Given request:
Reproduce the entries below word for word, omitting the pictures.

Input for this task:
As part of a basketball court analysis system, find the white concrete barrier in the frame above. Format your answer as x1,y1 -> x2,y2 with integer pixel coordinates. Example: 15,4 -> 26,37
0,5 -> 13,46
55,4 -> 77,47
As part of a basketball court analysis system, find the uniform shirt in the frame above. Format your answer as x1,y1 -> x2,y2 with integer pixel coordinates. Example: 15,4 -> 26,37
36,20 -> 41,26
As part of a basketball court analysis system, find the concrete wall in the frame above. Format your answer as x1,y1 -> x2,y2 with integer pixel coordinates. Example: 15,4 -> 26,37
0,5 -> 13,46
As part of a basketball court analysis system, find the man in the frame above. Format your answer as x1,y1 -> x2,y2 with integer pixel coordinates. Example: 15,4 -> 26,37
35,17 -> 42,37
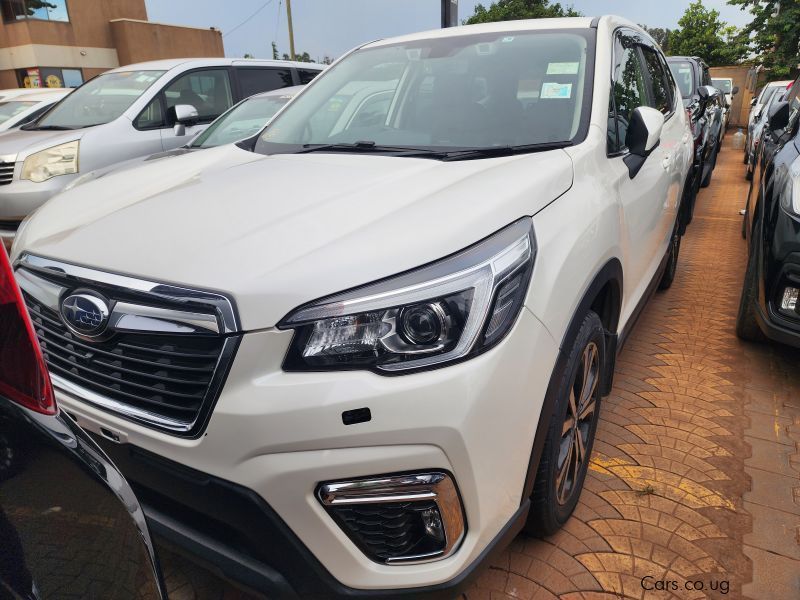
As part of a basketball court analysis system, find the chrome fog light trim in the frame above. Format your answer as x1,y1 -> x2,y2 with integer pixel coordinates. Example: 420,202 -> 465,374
317,471 -> 466,564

Response to the task:
As part of a basketball court analysis system, find the white concrete barrier in the frame above. Format your answer as x1,y1 -> x2,y2 with integer pixel coordinates. Example: 15,4 -> 26,37
0,5 -> 13,46
55,4 -> 77,47
As part of a basketball court analysis system, find the uniform shirt in the frame above. Format your answer as x1,y1 -> x2,y2 with integer pixel coordinates. Example: 15,4 -> 26,37
36,20 -> 41,26
As part of a basketball court analysis system, find the concrete wall in the frame above. Format your answer as x1,y1 -> x2,y2 with integer pixel coordinates. Example: 15,4 -> 26,37
0,5 -> 13,46
As part of a basketball court analysis system, find the man in the frame above. Format your answer as x1,y1 -> x2,y2 with integer pixel coordinates. Example: 15,4 -> 26,37
35,17 -> 42,37
As part of a basketball court analysis system, find the chrome fog light trim in the frame above. Format your answer as x1,y1 -> x2,y2 with integer pixel coordinates. Example: 420,202 -> 465,374
317,471 -> 466,564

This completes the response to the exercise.